■ SOURCE MATERIAL:
──────
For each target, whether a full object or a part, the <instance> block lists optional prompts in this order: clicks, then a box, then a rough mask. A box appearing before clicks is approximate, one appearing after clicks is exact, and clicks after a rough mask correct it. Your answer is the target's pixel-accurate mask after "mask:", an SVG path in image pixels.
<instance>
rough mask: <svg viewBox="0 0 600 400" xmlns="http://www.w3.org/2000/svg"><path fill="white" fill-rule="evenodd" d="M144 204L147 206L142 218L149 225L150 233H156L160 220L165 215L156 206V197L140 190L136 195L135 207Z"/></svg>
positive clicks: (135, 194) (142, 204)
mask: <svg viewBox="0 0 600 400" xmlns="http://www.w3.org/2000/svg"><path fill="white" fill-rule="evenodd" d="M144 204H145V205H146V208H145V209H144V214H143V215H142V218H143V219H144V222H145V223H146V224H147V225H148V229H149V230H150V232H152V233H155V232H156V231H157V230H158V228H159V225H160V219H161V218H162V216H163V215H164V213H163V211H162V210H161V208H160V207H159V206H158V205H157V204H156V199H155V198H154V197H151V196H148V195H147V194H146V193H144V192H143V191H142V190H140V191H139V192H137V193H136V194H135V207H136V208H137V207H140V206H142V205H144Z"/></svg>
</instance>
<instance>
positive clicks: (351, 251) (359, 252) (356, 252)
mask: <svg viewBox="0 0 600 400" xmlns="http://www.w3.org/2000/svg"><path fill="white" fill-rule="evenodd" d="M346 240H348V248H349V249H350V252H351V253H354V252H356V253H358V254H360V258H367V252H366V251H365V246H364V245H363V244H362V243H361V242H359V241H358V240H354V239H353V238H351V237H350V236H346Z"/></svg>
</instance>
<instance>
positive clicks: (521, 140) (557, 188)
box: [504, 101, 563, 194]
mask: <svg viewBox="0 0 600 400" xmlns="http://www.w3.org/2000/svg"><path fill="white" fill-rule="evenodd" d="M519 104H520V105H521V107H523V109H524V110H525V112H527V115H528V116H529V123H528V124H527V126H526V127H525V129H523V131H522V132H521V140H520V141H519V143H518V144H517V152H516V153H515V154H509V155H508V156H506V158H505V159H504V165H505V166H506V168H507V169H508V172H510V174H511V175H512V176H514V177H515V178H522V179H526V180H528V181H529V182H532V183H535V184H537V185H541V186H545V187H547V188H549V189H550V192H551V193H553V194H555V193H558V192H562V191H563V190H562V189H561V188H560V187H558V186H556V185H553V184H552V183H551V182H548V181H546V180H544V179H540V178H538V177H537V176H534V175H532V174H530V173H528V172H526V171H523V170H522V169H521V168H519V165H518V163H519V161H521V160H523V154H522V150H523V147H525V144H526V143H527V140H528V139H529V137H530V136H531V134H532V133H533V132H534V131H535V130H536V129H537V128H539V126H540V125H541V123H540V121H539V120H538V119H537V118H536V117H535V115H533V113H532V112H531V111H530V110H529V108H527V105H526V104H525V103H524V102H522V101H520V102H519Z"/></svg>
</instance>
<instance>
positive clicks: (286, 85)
──────
■ YOUR INSTRUCTIONS: Write every record out again exactly.

■ SOLVED PROBLEM:
For each target, whether a full object or a part, the <instance> block lists optional prompts in this order: clicks, then a box, then a rough mask. A box appearing before clicks is approximate, one appearing after clicks is exact, and clicks after a rough mask correct it. Your answer is the target's pixel-accurate mask after "mask:", an SVG path in image pixels.
<instance>
rough mask: <svg viewBox="0 0 600 400" xmlns="http://www.w3.org/2000/svg"><path fill="white" fill-rule="evenodd" d="M144 204L147 206L142 218L149 225L150 233H156L160 220L165 215L156 206V197L140 190L136 195L135 207Z"/></svg>
positive clicks: (135, 194) (142, 204)
mask: <svg viewBox="0 0 600 400" xmlns="http://www.w3.org/2000/svg"><path fill="white" fill-rule="evenodd" d="M144 204H145V205H146V208H145V209H144V214H143V215H142V218H143V219H144V222H145V223H146V224H147V225H148V229H149V230H150V232H152V233H155V232H156V231H157V230H158V228H159V225H160V219H161V218H162V216H163V215H164V213H163V211H162V210H161V208H160V207H159V206H158V205H157V204H156V199H155V198H154V197H151V196H148V195H147V194H146V193H144V192H143V191H142V190H140V191H139V192H137V193H136V194H135V207H136V208H137V207H140V206H142V205H144Z"/></svg>
</instance>
<instance>
positive clicks: (351, 251) (359, 252) (356, 252)
mask: <svg viewBox="0 0 600 400" xmlns="http://www.w3.org/2000/svg"><path fill="white" fill-rule="evenodd" d="M346 240H348V248H349V249H350V252H351V253H354V252H356V253H358V254H360V258H367V252H366V251H365V246H364V245H363V244H362V243H361V242H359V241H358V240H354V239H353V238H351V237H350V236H346Z"/></svg>
</instance>
<instance>
positive clicks: (521, 140) (557, 188)
box: [504, 101, 563, 194]
mask: <svg viewBox="0 0 600 400" xmlns="http://www.w3.org/2000/svg"><path fill="white" fill-rule="evenodd" d="M519 104H520V105H521V107H523V109H524V110H525V112H527V115H528V116H529V123H528V124H527V126H526V127H525V129H523V131H522V132H521V140H520V141H519V143H518V144H517V152H516V153H515V154H509V155H508V156H506V158H505V159H504V165H505V166H506V168H507V169H508V172H510V174H511V175H512V176H514V177H515V178H522V179H526V180H528V181H529V182H532V183H535V184H537V185H541V186H545V187H547V188H549V189H550V192H551V193H553V194H555V193H558V192H562V191H563V190H562V189H561V188H560V187H558V186H556V185H553V184H552V183H551V182H548V181H546V180H544V179H540V178H538V177H537V176H534V175H532V174H530V173H528V172H526V171H523V170H522V169H521V168H519V165H518V163H519V161H521V160H523V154H522V150H523V147H525V144H526V143H527V140H528V139H529V137H530V136H531V134H532V133H533V132H534V131H535V130H536V129H537V128H539V126H540V125H541V123H540V121H539V120H538V119H537V118H536V117H535V115H533V113H532V112H531V111H530V110H529V108H527V105H526V104H525V103H524V102H522V101H520V102H519Z"/></svg>
</instance>
<instance>
positive clicks: (286, 85)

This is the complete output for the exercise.